> **Directions**:
Repeat the stretch of entries below from the line with "Could you kindly indicate each instance of the white door" through the line with "Target: white baseboard". Include both ends and add nothing.

----------------------------------------

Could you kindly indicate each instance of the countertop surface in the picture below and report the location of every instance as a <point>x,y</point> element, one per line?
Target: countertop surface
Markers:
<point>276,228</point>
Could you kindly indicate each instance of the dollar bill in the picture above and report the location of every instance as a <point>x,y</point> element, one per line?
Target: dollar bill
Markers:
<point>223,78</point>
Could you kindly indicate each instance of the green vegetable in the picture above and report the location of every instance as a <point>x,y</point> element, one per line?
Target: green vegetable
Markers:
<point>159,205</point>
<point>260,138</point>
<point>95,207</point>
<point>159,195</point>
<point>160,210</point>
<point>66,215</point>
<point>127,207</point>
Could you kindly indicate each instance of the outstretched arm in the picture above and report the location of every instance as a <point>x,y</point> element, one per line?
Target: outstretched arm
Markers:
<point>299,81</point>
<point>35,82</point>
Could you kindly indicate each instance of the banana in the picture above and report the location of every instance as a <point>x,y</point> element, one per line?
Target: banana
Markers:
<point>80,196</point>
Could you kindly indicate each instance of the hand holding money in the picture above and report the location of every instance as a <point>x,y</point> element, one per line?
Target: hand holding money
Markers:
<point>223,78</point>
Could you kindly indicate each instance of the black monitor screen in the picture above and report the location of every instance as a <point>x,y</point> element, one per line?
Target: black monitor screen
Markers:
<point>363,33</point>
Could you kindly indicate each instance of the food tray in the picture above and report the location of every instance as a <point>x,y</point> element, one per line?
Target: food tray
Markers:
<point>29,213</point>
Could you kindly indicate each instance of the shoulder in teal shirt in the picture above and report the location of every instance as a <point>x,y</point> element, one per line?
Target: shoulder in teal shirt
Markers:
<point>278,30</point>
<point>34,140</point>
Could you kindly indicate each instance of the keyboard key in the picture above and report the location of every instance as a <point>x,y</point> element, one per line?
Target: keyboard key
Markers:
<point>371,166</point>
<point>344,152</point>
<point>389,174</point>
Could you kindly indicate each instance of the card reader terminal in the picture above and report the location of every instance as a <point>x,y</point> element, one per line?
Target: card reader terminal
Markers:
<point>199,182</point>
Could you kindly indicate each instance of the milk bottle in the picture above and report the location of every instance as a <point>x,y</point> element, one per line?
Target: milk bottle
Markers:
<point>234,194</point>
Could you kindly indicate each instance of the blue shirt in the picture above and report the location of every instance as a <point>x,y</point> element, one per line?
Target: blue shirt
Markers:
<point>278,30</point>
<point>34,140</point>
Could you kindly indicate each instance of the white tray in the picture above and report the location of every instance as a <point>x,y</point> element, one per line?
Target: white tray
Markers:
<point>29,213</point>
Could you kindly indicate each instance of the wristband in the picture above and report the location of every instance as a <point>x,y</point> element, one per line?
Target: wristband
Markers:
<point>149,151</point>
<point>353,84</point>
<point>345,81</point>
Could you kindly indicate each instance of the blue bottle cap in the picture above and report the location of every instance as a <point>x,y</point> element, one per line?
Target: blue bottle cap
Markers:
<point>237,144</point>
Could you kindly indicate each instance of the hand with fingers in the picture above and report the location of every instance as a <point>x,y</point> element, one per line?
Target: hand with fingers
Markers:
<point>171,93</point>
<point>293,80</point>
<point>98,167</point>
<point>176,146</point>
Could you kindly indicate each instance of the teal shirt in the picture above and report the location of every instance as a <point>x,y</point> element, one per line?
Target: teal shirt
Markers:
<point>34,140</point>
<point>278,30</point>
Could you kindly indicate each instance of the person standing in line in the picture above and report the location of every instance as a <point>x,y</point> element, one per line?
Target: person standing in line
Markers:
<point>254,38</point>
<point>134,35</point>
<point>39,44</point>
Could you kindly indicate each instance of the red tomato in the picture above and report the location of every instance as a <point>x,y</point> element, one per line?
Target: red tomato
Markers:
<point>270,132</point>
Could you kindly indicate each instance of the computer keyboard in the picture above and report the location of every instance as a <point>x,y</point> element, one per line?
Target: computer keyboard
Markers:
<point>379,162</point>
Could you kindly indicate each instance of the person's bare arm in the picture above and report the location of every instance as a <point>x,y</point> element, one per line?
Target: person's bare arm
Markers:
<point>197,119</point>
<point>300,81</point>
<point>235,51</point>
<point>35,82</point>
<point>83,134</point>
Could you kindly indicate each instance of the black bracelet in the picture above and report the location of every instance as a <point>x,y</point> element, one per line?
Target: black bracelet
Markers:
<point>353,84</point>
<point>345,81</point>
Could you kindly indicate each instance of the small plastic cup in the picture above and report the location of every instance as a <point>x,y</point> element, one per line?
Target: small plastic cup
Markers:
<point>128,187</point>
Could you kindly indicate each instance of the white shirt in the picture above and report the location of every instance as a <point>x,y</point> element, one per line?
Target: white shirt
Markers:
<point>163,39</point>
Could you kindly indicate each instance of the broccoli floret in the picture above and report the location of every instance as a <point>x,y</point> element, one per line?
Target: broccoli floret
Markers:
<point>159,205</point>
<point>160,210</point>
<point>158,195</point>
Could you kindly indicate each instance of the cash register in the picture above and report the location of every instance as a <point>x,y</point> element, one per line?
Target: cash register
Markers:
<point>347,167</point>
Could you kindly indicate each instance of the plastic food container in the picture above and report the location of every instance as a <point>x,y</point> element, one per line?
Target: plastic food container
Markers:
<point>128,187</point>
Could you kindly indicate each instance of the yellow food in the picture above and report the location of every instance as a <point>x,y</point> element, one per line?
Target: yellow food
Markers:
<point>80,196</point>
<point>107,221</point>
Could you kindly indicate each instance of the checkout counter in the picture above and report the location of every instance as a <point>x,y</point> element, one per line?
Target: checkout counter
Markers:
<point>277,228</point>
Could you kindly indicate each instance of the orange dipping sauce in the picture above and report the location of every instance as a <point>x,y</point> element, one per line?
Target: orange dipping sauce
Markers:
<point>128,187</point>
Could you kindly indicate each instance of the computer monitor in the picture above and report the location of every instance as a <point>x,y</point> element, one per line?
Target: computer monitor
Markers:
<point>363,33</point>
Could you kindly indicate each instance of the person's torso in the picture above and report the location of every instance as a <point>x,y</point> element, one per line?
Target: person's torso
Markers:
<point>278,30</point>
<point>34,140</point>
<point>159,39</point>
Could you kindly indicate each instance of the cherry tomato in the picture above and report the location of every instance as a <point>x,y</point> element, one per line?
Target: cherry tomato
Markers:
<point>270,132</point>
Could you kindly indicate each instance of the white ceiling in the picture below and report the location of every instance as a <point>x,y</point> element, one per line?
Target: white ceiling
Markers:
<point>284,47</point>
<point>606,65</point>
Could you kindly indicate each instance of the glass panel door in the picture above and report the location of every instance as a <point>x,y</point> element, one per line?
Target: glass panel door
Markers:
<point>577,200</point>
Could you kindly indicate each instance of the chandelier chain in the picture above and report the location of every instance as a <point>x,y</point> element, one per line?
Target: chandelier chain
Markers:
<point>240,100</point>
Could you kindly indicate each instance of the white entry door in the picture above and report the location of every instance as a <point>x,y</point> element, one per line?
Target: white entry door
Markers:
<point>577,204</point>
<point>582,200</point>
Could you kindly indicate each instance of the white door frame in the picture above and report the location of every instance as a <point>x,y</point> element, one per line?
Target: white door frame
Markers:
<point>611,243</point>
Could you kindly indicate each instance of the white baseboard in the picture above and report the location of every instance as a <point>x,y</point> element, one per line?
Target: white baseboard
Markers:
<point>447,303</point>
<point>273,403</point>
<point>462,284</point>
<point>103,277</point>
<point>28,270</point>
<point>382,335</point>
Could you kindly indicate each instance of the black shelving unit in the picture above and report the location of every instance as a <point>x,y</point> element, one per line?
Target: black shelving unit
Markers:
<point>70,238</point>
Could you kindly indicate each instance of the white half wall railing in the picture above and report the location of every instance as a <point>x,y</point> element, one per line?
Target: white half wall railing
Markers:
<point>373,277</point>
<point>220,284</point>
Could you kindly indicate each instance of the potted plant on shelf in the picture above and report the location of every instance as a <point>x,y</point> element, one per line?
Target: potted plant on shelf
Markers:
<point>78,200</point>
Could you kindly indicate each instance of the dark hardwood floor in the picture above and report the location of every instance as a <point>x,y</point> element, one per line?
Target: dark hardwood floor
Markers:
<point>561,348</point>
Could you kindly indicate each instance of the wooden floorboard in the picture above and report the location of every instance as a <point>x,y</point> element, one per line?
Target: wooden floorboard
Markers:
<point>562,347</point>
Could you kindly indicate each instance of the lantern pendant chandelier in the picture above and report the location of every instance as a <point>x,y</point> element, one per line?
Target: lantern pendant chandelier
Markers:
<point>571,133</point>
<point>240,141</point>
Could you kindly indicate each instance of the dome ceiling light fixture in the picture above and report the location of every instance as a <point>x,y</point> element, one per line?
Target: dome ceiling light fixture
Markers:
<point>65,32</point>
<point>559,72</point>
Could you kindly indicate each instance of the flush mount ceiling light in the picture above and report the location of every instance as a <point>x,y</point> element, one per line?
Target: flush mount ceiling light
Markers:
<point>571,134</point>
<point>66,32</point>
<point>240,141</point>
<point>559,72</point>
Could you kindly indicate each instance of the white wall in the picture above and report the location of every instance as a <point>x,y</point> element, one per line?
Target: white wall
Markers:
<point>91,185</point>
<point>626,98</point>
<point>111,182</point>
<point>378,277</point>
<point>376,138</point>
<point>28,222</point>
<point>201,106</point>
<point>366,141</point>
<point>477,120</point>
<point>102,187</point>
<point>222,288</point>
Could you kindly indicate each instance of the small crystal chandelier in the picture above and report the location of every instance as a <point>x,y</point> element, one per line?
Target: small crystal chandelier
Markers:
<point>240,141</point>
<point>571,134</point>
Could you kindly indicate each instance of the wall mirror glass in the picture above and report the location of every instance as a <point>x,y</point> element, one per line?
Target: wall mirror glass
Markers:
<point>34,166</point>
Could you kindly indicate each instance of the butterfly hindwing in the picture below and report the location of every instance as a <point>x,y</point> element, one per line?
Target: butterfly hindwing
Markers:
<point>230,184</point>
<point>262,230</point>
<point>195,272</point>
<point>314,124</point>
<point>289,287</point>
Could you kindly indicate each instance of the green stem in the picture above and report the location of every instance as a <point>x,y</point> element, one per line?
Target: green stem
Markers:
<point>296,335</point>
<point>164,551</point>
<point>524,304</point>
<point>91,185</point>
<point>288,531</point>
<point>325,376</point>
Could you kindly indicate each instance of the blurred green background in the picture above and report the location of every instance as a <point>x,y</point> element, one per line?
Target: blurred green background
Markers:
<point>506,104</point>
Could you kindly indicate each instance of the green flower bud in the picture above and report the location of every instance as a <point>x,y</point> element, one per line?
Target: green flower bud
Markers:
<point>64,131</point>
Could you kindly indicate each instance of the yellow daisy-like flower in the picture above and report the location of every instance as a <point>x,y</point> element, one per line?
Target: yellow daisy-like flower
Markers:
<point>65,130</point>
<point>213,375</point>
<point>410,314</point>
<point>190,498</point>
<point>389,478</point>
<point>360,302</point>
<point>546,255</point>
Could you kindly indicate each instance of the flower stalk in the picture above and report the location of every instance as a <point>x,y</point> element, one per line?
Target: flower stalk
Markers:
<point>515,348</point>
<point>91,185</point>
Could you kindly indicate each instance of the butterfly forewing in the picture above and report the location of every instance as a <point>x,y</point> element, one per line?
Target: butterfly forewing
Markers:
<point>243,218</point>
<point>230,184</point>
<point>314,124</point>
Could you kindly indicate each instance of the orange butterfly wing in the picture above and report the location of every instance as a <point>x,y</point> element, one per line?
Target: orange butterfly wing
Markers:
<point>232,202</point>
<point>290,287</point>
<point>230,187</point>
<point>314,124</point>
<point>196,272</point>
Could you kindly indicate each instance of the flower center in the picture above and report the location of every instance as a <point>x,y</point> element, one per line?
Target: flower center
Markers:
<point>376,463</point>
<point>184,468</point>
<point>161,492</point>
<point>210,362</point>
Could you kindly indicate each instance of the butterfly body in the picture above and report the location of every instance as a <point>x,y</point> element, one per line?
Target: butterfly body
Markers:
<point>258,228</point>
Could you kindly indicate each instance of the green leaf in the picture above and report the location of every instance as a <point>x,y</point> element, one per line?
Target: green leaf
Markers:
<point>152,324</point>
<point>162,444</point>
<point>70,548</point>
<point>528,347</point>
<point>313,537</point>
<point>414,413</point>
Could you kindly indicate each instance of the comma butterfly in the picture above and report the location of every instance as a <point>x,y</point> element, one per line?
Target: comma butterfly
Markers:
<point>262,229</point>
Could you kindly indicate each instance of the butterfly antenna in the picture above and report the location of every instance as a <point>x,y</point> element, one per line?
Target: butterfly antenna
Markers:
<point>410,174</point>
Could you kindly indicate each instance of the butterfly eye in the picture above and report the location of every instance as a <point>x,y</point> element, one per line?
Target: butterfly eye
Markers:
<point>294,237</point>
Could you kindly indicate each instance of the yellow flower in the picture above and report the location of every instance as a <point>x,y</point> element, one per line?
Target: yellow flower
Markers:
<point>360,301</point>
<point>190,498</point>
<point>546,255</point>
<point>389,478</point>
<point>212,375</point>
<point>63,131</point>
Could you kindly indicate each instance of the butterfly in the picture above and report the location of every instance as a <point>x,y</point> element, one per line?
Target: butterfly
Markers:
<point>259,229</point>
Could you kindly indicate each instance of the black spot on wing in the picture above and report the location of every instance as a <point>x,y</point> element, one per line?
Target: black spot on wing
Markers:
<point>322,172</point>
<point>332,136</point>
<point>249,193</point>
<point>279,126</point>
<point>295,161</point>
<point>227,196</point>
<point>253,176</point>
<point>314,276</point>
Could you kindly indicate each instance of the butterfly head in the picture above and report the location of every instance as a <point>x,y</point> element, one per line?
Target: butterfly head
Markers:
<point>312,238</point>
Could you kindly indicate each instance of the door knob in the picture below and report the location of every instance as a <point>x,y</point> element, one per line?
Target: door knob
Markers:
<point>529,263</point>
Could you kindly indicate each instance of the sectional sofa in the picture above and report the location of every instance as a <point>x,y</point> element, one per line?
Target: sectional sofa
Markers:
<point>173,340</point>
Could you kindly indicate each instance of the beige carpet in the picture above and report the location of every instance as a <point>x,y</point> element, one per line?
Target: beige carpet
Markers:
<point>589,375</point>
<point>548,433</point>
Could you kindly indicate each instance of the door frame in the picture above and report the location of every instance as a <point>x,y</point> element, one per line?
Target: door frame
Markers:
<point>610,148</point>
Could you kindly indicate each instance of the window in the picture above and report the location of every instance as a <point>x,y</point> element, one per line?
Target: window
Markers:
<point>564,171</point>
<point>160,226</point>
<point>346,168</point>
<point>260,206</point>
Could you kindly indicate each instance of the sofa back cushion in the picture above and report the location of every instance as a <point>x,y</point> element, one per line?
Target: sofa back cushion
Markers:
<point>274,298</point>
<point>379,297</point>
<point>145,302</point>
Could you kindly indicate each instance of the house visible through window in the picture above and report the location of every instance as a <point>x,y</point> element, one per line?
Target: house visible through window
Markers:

----------------------------------------

> **Answer to this exercise**:
Could you kindly indicate each instance of the white door frame in the picture above and report the location of every instance as a <point>x,y</point> element, one per line?
Target: white door frame
Markers:
<point>611,243</point>
Could you kindly indicate each instance of the white baseboard in the picture above and report the location of every instance as a <point>x,y</point> element, one per line?
Target: white baseboard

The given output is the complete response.